■ **WHAT IS EXPECTED**: Write what comes next in the mailing-list post about fixing computer equipment down to the component level, picking up right after its final sentence.

-- Begin DOCUMENT SEGMENT --

The General Approach to Computing - A Ramble
Tony Duell
ard at p850ug1.demon.co.uk
Fri Apr 24 13:55:11 CDT 2009
>
> On Thu, Apr 23, 2009 at 1:04 PM, Warren Wolfe <lists at databasics.us> wrote:
> > That many
> > orders of magnitude of complexity have come and gone since the IMSAI days
> > are good, in terms of what one's money will buy today, but bad in that one
> > is much less likely to be able to fix one's own equipment to component
> > level. It's not as satisfying to say "Hmmm. You need a new video card" as
> > to hold up the offending transistor and cackle. Or is that just me?
>
> Maybe I'm seeing this from a different angle... I don't see a lot of
> difference besides the complexity of the devices. A transistor is a
The difference to me is that I know I can't repair a transistor. I
suspect I could make a transistor, although it would be a very poor one
(The book 'Instruments of Amplification' covers making point-contact and
copper oxide junction transsitors at home). But I couldn't repair one. I
can't open the package without damaging it, so the package wouldn't e any
use once I'd repaired the insides. And the failure is very likely to have
damaged hte semiconductor 'pellet' inside, so I can't repair that.

-- End DOCUMENT SEGMENT --
-- Begin DATA RECORDS --

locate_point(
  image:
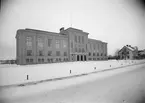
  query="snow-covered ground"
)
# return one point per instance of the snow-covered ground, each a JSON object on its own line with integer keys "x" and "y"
{"x": 16, "y": 74}
{"x": 61, "y": 91}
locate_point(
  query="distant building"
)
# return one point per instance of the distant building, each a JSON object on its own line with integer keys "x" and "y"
{"x": 141, "y": 54}
{"x": 128, "y": 52}
{"x": 37, "y": 46}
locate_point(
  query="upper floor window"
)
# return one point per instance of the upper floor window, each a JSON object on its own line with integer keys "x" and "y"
{"x": 49, "y": 42}
{"x": 76, "y": 49}
{"x": 83, "y": 39}
{"x": 75, "y": 38}
{"x": 29, "y": 52}
{"x": 29, "y": 41}
{"x": 65, "y": 53}
{"x": 49, "y": 53}
{"x": 94, "y": 46}
{"x": 40, "y": 42}
{"x": 89, "y": 54}
{"x": 79, "y": 39}
{"x": 71, "y": 44}
{"x": 64, "y": 43}
{"x": 83, "y": 50}
{"x": 40, "y": 53}
{"x": 57, "y": 53}
{"x": 79, "y": 49}
{"x": 57, "y": 43}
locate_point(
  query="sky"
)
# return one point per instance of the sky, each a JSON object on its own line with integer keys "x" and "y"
{"x": 117, "y": 22}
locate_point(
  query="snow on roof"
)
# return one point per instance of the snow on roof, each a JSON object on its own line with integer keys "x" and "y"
{"x": 131, "y": 48}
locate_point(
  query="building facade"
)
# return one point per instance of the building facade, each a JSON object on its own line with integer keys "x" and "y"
{"x": 128, "y": 52}
{"x": 37, "y": 46}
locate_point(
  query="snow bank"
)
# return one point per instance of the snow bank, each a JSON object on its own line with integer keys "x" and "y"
{"x": 15, "y": 74}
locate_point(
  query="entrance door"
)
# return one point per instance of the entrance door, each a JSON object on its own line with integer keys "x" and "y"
{"x": 81, "y": 58}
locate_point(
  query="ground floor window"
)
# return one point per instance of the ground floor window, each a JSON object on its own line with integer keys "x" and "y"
{"x": 29, "y": 60}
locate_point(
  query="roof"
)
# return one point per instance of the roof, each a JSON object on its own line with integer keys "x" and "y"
{"x": 76, "y": 30}
{"x": 38, "y": 31}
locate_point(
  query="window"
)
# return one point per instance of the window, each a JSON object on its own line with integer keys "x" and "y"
{"x": 71, "y": 44}
{"x": 75, "y": 38}
{"x": 57, "y": 53}
{"x": 31, "y": 60}
{"x": 65, "y": 53}
{"x": 29, "y": 52}
{"x": 29, "y": 41}
{"x": 64, "y": 43}
{"x": 79, "y": 49}
{"x": 83, "y": 50}
{"x": 27, "y": 60}
{"x": 40, "y": 42}
{"x": 49, "y": 42}
{"x": 79, "y": 39}
{"x": 94, "y": 46}
{"x": 83, "y": 39}
{"x": 42, "y": 60}
{"x": 49, "y": 53}
{"x": 57, "y": 44}
{"x": 76, "y": 49}
{"x": 40, "y": 53}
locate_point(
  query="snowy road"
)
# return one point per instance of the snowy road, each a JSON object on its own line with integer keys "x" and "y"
{"x": 126, "y": 85}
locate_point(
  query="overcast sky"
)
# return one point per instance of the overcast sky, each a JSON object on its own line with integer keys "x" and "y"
{"x": 117, "y": 22}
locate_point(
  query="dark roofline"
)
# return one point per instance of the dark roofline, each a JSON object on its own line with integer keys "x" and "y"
{"x": 70, "y": 28}
{"x": 40, "y": 30}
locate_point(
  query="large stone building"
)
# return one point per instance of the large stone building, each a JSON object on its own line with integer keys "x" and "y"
{"x": 128, "y": 52}
{"x": 36, "y": 46}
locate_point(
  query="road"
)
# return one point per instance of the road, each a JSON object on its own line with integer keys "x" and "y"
{"x": 124, "y": 87}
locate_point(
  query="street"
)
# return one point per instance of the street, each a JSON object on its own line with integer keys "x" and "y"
{"x": 124, "y": 87}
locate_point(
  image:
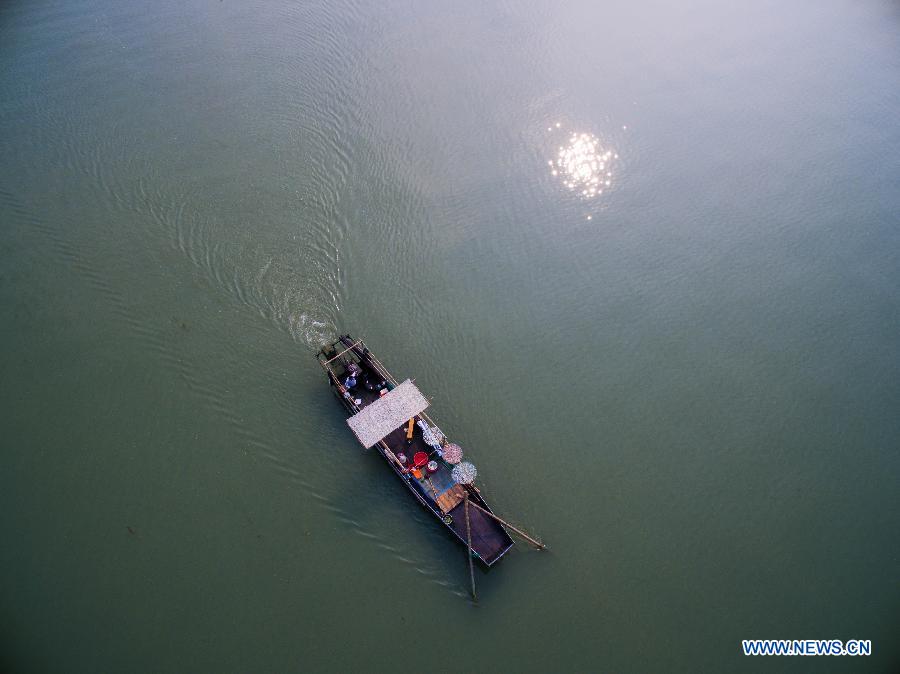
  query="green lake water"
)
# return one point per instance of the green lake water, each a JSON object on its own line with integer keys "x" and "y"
{"x": 644, "y": 258}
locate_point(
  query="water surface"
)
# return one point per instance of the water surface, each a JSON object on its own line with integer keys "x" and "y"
{"x": 680, "y": 369}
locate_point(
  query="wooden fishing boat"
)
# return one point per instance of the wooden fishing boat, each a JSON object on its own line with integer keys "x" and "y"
{"x": 389, "y": 415}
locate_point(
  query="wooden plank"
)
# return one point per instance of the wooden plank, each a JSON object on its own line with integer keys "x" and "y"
{"x": 451, "y": 498}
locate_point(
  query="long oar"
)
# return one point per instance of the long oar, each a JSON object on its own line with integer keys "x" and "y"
{"x": 537, "y": 544}
{"x": 469, "y": 541}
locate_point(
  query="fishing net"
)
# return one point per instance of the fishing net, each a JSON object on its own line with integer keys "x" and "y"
{"x": 431, "y": 435}
{"x": 464, "y": 473}
{"x": 452, "y": 453}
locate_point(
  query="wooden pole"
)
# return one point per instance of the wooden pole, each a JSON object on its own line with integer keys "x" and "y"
{"x": 469, "y": 541}
{"x": 537, "y": 544}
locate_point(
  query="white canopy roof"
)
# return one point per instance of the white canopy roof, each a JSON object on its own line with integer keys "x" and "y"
{"x": 387, "y": 414}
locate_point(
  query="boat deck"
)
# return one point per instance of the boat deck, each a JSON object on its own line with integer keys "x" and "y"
{"x": 489, "y": 539}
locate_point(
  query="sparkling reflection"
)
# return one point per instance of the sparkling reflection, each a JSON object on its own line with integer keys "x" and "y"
{"x": 584, "y": 166}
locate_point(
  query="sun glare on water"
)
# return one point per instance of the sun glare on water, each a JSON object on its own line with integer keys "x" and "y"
{"x": 583, "y": 165}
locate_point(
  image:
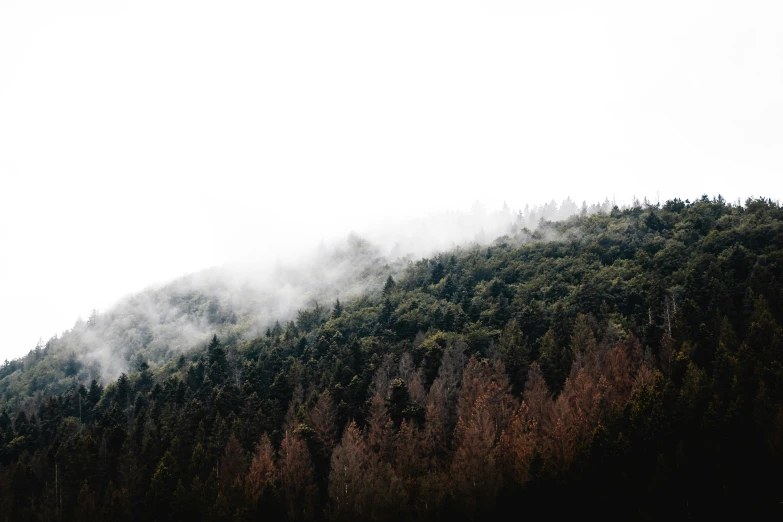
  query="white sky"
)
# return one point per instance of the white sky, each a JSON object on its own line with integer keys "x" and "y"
{"x": 141, "y": 140}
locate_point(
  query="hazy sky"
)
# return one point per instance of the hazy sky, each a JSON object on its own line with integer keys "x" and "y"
{"x": 143, "y": 140}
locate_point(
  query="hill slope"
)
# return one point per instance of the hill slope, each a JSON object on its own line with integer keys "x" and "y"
{"x": 624, "y": 362}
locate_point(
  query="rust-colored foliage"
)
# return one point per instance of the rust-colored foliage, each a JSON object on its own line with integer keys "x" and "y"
{"x": 297, "y": 478}
{"x": 262, "y": 477}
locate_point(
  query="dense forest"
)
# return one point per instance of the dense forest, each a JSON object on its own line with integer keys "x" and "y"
{"x": 623, "y": 363}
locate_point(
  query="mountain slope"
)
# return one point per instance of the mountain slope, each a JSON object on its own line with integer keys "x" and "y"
{"x": 626, "y": 363}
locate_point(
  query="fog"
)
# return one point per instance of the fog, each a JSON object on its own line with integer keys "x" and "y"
{"x": 241, "y": 299}
{"x": 142, "y": 141}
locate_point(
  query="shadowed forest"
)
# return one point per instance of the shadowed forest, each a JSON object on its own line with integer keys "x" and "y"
{"x": 625, "y": 364}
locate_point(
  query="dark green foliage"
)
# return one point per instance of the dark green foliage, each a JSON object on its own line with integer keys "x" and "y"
{"x": 676, "y": 311}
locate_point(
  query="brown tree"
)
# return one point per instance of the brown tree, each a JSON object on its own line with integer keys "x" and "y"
{"x": 297, "y": 478}
{"x": 261, "y": 479}
{"x": 323, "y": 419}
{"x": 349, "y": 488}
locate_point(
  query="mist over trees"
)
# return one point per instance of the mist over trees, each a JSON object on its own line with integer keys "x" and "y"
{"x": 622, "y": 362}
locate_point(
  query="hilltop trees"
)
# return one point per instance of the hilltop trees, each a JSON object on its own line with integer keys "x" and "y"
{"x": 629, "y": 365}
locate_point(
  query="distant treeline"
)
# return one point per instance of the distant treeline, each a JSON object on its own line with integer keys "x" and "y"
{"x": 625, "y": 364}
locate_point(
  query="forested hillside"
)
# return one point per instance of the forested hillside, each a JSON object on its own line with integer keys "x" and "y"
{"x": 622, "y": 364}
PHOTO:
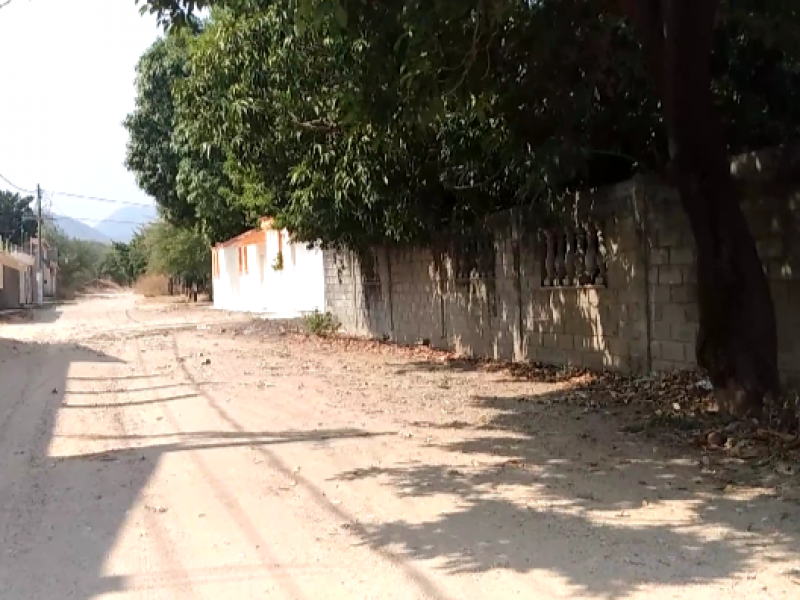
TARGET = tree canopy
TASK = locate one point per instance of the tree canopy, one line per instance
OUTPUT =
(17, 221)
(360, 122)
(355, 122)
(187, 182)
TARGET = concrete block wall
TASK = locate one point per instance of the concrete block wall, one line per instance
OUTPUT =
(774, 219)
(644, 318)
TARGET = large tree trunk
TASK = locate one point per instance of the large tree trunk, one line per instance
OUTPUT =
(737, 339)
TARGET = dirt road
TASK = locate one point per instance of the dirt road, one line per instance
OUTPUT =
(152, 452)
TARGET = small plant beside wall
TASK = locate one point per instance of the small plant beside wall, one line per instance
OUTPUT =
(278, 264)
(322, 324)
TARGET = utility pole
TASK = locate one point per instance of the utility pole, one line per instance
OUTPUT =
(39, 261)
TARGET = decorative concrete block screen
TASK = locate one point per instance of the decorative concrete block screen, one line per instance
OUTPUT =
(610, 284)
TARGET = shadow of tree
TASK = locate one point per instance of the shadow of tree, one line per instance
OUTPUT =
(612, 514)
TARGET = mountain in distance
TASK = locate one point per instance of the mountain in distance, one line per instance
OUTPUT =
(123, 223)
(79, 230)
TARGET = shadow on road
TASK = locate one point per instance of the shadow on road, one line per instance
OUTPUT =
(529, 498)
(62, 515)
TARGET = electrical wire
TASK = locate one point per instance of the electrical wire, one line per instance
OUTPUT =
(16, 187)
(99, 199)
(55, 217)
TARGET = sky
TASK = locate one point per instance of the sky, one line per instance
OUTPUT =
(67, 70)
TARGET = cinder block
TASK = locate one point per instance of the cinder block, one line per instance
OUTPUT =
(593, 360)
(691, 356)
(673, 351)
(661, 294)
(661, 331)
(673, 313)
(683, 332)
(663, 365)
(566, 341)
(670, 275)
(617, 346)
(683, 293)
(681, 256)
(656, 350)
(659, 256)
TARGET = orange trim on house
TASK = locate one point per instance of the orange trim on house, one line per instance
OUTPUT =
(248, 238)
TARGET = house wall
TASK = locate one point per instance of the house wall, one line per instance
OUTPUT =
(10, 290)
(642, 317)
(296, 288)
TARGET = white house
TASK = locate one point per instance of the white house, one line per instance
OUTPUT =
(263, 271)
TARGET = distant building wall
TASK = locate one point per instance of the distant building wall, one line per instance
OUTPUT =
(10, 289)
(498, 292)
(246, 277)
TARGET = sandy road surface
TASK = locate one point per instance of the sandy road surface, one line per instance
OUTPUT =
(168, 454)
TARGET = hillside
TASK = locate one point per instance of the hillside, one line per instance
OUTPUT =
(125, 221)
(78, 230)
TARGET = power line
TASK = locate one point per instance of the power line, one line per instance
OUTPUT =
(16, 187)
(97, 220)
(98, 199)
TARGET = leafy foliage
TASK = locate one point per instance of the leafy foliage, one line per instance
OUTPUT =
(80, 262)
(178, 252)
(17, 220)
(322, 324)
(125, 263)
(362, 122)
(187, 182)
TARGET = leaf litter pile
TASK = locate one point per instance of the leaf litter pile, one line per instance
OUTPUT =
(681, 403)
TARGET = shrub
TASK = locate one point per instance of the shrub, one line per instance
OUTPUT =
(319, 323)
(151, 286)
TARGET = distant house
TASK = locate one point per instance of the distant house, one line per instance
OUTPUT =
(263, 271)
(16, 278)
(49, 267)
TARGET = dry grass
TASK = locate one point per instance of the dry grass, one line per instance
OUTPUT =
(151, 286)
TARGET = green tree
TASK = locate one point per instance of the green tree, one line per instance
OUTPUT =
(403, 99)
(125, 263)
(17, 220)
(187, 182)
(178, 252)
(80, 262)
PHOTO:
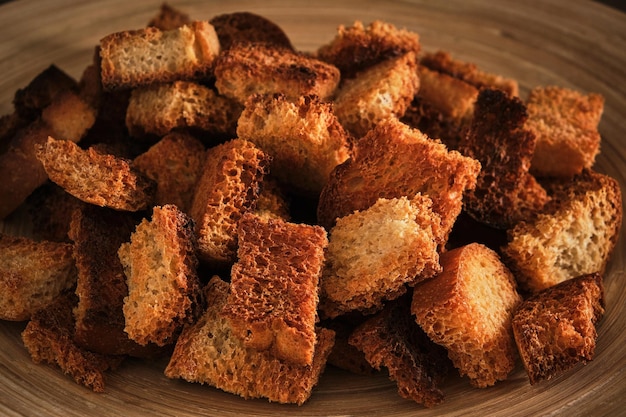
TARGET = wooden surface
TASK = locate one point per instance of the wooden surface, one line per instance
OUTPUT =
(576, 44)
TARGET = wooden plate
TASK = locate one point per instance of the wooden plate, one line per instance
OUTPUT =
(576, 44)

-- End DATA RECORDS --

■ **RESULT FOR THIS EXERCISE**:
But I can repair a video card. I know I can take it apart into separate
componetnts and put them back again without damage. I know that I can do
electrical tests to find out just which of those compoentns has failed.
What I don't like is not having enough information to be able to carry
out those tests, or worse still, once I've found the problem not being
able to get the part.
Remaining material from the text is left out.